### Excerpted data
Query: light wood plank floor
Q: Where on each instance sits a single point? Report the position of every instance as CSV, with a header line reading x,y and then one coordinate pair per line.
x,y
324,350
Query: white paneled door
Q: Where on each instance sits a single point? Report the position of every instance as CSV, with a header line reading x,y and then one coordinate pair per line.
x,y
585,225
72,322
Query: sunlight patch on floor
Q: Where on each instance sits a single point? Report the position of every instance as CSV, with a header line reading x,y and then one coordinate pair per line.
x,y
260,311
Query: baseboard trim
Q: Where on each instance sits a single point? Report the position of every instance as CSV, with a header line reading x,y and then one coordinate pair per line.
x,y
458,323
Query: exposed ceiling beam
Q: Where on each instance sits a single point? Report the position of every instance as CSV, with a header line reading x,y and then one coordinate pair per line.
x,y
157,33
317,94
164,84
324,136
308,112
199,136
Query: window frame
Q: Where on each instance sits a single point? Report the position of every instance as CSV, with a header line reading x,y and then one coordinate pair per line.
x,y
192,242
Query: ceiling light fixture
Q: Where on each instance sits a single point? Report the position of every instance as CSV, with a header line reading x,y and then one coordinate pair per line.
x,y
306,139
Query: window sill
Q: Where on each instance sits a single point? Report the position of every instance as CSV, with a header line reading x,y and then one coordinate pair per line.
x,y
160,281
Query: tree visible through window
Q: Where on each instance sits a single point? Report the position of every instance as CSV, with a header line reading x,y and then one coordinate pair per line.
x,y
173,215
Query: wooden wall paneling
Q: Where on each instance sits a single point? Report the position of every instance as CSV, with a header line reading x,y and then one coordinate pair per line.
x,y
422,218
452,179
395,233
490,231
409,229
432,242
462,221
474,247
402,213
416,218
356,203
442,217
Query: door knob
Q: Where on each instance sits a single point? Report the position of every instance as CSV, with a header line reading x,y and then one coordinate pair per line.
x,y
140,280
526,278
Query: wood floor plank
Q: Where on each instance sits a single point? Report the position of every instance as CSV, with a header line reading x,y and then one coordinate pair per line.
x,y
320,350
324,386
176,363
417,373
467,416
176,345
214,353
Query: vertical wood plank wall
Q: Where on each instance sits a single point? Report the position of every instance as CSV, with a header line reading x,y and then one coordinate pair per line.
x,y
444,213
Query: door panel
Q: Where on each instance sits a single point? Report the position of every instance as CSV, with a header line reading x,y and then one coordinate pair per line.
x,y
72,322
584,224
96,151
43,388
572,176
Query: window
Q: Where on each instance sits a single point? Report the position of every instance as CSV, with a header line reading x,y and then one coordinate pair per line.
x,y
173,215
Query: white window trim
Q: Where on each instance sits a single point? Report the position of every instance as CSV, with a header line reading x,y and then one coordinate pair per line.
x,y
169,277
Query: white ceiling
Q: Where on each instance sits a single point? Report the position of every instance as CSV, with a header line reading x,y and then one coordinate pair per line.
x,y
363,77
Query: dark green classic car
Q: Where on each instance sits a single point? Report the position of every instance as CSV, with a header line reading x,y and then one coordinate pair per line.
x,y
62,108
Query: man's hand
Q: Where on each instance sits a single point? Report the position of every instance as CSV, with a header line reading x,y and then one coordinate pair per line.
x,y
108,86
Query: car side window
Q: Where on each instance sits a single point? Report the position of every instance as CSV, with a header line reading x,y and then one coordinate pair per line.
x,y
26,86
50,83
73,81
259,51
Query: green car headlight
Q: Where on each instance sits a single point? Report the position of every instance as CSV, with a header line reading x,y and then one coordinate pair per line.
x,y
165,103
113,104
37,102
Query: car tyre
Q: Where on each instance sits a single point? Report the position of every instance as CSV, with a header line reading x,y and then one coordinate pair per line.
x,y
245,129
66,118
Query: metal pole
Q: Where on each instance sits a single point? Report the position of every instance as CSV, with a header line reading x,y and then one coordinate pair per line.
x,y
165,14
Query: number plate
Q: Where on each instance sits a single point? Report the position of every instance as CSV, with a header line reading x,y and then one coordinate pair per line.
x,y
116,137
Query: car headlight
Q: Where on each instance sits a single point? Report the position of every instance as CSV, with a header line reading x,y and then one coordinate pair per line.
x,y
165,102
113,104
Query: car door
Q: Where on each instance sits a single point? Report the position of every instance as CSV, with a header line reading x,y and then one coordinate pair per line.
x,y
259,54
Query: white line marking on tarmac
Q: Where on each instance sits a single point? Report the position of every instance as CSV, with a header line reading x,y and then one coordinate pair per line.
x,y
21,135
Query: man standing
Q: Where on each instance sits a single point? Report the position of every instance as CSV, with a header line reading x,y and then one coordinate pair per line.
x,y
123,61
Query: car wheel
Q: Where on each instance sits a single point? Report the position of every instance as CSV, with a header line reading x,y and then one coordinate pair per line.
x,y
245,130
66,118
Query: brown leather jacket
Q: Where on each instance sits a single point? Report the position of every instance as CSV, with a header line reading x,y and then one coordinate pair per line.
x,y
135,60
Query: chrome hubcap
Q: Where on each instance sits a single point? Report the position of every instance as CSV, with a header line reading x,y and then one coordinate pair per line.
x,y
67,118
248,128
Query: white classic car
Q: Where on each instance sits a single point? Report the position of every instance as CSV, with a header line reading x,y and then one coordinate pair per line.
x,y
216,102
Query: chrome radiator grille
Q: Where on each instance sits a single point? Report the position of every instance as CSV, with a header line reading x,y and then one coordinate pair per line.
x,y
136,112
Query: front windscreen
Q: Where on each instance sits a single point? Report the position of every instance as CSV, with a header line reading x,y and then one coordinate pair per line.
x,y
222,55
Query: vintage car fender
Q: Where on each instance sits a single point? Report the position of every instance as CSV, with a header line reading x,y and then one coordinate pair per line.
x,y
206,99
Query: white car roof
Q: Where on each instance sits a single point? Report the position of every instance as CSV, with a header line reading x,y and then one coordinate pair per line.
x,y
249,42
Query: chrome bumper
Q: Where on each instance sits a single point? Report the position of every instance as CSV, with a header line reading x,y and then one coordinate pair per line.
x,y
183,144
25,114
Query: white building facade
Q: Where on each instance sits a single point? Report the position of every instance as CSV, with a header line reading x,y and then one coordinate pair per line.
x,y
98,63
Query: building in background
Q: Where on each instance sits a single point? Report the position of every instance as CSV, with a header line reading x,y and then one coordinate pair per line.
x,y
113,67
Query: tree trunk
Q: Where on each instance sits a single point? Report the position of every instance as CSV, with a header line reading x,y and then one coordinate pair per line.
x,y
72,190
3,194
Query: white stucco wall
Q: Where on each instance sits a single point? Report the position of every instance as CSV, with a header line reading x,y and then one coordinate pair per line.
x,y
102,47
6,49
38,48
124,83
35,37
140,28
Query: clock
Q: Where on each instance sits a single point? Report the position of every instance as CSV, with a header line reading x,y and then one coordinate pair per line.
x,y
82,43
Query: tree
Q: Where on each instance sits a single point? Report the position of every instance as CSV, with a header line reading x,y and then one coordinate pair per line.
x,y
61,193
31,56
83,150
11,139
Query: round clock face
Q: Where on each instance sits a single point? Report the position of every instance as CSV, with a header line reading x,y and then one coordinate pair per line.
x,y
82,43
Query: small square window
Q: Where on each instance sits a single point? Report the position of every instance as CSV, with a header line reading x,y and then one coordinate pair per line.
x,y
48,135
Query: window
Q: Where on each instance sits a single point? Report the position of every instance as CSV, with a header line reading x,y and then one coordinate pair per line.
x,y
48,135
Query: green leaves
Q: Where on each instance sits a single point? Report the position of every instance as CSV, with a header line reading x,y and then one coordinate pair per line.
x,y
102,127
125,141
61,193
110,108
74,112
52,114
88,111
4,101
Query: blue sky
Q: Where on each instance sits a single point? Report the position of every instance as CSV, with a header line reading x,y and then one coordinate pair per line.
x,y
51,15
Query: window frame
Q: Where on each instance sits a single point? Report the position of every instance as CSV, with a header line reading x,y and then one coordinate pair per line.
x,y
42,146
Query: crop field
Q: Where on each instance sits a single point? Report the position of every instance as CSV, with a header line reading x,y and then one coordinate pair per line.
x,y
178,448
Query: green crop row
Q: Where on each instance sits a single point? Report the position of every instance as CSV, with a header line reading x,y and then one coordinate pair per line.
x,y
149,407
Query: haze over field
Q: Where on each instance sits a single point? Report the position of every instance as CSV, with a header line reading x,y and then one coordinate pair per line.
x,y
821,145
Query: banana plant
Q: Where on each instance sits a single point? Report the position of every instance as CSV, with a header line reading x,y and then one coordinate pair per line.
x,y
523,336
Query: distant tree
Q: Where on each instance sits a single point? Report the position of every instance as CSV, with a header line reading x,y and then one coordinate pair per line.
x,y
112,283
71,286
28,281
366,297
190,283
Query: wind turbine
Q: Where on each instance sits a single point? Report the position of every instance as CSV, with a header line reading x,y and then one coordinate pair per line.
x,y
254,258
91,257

### Exercise
Wherever the string "headlight" appears in the entries above, return the line it appears on.

### Answer to this task
Query: green car headlight
Query: car headlight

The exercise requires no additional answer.